- [Tasks and exercises]
(a) Using the biography of Lerato Mbele, explain in one to three sentences how it supports its opening statement that she is a broadcaster working for the BBC.
(b) Carry on the biography of Lerato Mbele from its last sentence.

- [Exercise text]
--- --- ---
South African broadcast journalist

Lerato Mbele is a South African journalist and broadcaster working for the BBC. Mbele currently presents Talking Business Africa for the network. She previously presented the Africa Business Report and Newsday.

==Early life==
Mbele was born in Soweto, South Africa and grew up in Pimville. She graduated with a bachelor's degree in politics and international relations from the University of Cape Town and a master's in development economics studies from a London School of Economics.

==Career ==
Mbele began working for the South African Broadcasting Corporation in 1999, rising to become an anchor for its programme News at Ten. In 2007 Mbele joined CNBC Africa at its launch as one of the channel's senior business presenters. While at CNBC she hosted regular programmes on the channel in addition to coverage of many other business events, such as the World Economic Forum.
--- --- ---
- [Dataset excerpts]
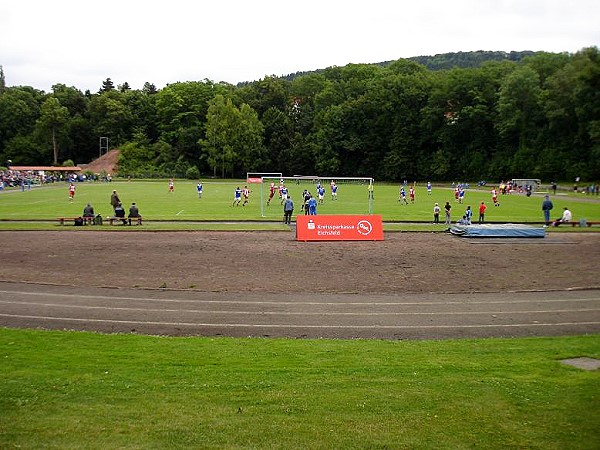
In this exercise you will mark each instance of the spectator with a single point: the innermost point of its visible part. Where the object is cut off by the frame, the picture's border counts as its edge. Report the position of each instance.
(566, 217)
(120, 213)
(134, 212)
(546, 207)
--- --- ---
- [Task-by-task answers]
(a) The biography says Mbele currently presents Talking Business Africa for the network, the BBC. It adds that she previously presented the Africa Business Report and Newsday.

(b)
In 2012 Mbele joined BBC News to help launch and present Newsday on the BBC World Service with Lawrence Pollard. The two presented from 6–8.30am (UK time) each weekday. Now she is the presenter of “Talking Business Africa” a lifestyle business show focusing on prominent entrepreneurs and their business mindset in the boardroom and on the factory floor, which Mbele explores alongside them for a hands on experience. She was also the long standing presenter for Africa Business Report, a weekly programme that provided analyses on different sectors of the economy across African countries. It also featured leading business personalities from the African continent. Interviews by Mbele also appear on BBC World News and on World Business Report.

In 2014 Mbele was named a Young Global Leader by the Switzerland based World Economic Forum, in the cohort selected that year.